**INSTRUCTIONS FOR THE TASK**: Extract each line in the records below that contains the string "person", and reproduce those lines verbatim in their original order.
· · · · ·
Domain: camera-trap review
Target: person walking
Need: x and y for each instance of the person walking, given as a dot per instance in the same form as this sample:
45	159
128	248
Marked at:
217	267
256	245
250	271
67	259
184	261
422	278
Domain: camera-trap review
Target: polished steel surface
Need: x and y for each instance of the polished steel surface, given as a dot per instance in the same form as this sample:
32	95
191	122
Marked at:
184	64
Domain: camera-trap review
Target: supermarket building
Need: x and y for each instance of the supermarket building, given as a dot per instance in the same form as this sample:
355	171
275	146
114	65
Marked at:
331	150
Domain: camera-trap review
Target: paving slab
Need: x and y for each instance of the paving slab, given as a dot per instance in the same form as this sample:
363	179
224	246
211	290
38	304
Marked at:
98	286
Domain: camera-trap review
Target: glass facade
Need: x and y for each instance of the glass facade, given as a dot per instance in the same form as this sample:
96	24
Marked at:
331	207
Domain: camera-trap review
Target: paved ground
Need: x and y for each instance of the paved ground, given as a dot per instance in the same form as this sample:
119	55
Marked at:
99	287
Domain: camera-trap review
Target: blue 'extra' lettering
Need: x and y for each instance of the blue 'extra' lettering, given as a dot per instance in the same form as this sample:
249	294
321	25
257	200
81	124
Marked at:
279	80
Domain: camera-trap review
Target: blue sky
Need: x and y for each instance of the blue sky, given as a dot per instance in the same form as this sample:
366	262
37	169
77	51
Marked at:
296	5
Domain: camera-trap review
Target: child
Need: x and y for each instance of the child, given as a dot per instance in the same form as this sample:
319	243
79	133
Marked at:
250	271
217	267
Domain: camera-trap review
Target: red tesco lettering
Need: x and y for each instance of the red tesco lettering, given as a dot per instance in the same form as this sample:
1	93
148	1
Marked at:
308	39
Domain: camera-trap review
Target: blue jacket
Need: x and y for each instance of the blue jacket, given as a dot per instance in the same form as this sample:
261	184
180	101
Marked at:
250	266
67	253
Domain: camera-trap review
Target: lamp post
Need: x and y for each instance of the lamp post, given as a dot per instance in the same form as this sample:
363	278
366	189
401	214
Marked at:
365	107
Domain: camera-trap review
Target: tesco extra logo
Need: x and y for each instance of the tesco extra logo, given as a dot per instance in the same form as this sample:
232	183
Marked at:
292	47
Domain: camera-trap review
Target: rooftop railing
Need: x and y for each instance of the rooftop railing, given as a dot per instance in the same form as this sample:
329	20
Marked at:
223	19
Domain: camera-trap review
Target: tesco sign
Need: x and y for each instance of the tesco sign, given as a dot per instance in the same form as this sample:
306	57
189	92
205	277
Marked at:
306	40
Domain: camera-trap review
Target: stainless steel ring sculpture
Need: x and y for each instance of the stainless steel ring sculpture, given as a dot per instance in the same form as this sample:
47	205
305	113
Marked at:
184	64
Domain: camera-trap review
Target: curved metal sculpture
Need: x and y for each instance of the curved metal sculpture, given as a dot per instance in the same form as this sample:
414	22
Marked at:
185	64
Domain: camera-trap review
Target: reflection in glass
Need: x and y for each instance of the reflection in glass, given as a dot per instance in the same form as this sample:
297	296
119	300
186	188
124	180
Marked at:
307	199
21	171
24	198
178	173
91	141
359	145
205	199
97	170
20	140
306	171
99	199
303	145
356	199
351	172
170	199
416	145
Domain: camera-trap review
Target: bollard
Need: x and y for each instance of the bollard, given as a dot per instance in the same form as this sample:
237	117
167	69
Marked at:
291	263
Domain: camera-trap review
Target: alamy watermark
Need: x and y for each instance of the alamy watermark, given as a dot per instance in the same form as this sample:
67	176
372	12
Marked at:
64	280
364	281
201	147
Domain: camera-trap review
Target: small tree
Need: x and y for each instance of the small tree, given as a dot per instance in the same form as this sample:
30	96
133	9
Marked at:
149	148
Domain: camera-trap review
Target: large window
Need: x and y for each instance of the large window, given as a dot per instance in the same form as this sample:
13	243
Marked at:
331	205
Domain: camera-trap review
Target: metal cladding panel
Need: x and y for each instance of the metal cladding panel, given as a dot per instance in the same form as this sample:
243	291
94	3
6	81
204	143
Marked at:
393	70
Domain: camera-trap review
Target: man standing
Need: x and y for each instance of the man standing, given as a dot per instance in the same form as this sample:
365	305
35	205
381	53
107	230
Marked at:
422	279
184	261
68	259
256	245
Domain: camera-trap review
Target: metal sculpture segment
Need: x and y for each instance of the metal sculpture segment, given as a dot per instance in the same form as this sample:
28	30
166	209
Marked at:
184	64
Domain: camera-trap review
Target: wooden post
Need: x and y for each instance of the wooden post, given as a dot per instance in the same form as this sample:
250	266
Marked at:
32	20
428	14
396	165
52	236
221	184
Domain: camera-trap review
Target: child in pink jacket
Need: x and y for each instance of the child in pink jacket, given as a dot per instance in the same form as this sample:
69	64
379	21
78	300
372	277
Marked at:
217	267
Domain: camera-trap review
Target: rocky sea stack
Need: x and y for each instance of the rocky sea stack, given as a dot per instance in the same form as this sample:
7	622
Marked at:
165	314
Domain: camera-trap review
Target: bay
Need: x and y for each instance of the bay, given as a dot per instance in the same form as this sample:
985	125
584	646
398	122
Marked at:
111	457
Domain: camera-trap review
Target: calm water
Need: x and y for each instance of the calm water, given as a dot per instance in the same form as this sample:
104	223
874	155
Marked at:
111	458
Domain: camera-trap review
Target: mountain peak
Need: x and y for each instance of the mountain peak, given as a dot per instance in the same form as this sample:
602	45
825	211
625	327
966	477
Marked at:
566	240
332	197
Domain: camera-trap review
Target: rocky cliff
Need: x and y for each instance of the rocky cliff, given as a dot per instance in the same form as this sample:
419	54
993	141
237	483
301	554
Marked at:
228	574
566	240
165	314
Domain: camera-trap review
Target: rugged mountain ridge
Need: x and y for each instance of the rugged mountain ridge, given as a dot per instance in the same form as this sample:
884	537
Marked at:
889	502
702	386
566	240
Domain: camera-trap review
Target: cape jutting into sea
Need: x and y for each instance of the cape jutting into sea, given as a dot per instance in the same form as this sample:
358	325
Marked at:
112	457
· · · · ·
**WRITTEN SOLUTION**:
Target: person walking
Need: x and y for each instance of the person walking, given as a dot per instance in the same form as this sample:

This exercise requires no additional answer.